▶ _Tasks for this exercise_
1: List the activities that the quarantine blog entry says other people are doing when they are out on their roofs.
2: Carry on the quarantine blog entry from the point at which it stops.

▶ _Selected extract_
....................
The Quarantine Blog: Chapter II, April 3, 2020

As my building is about 120 feet long, I have been using its length as a track. Walking back and forth in my apartment means rolling back rugs, dodging furniture and being judged by a cat with an acerbic eye. On the roof I can jog a little, walk uninterruptedly and look about the neighborhood. Sometimes others are out on their roofs, not walking but reading, sunbathing or, probably illegally, chatting with a boy friend.

Since the roof is two stories higher than my apartment I can look down on the roofs of the hospital; I can look up to Tibidabo. In local legend the hill is the spot to which Satan took Christ to tempt him with the material world, namely Barcelona. Tibidabo is translated as Satan’s words, “To thee I give.” I have never been up to see the church but a friend told me it is better at a distance. It certainly is a romantic pile on top of the hill.
....................
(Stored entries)
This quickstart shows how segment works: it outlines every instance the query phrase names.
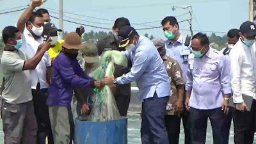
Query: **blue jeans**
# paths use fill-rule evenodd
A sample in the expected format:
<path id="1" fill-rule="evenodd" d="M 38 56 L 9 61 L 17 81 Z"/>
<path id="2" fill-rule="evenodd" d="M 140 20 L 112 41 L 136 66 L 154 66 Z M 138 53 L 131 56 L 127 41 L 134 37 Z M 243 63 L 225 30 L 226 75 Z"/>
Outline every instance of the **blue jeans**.
<path id="1" fill-rule="evenodd" d="M 164 115 L 169 97 L 154 97 L 144 100 L 142 104 L 141 142 L 142 144 L 168 144 Z"/>

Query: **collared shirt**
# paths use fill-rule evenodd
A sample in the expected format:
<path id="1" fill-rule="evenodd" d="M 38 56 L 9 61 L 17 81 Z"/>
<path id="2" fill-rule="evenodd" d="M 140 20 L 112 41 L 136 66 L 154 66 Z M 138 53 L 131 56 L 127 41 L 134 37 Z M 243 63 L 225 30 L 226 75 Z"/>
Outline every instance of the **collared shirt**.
....................
▶ _Responses in order_
1: Reading, sunbathing, and chatting with a boy friend.

2:
Looking about me while jogging, a little, walking, a lot, I thought I had discovered a hidden structure, church like, in the middle of the next block. I was quite excited by my little mystery. It took me two days to discover, to my chagrin, that I was looking at the back of the church of Sant Augusti, not a very interesting structure built in the early 18th century and never finished. What is most interesting about it is this unfinished quality, the rough angularity of the stones on its left side and above the porch, which were to have been covered with an ornate, baroque façade. The funding never appeared and neither did the façade. Its parishioners are, as far as I have been able to tell, down to the last baptized baby, Philippine. They have lovely parades down Hospital accompanied by drums in which the women glow happily in evening dresses and the men look embarrassed in suits.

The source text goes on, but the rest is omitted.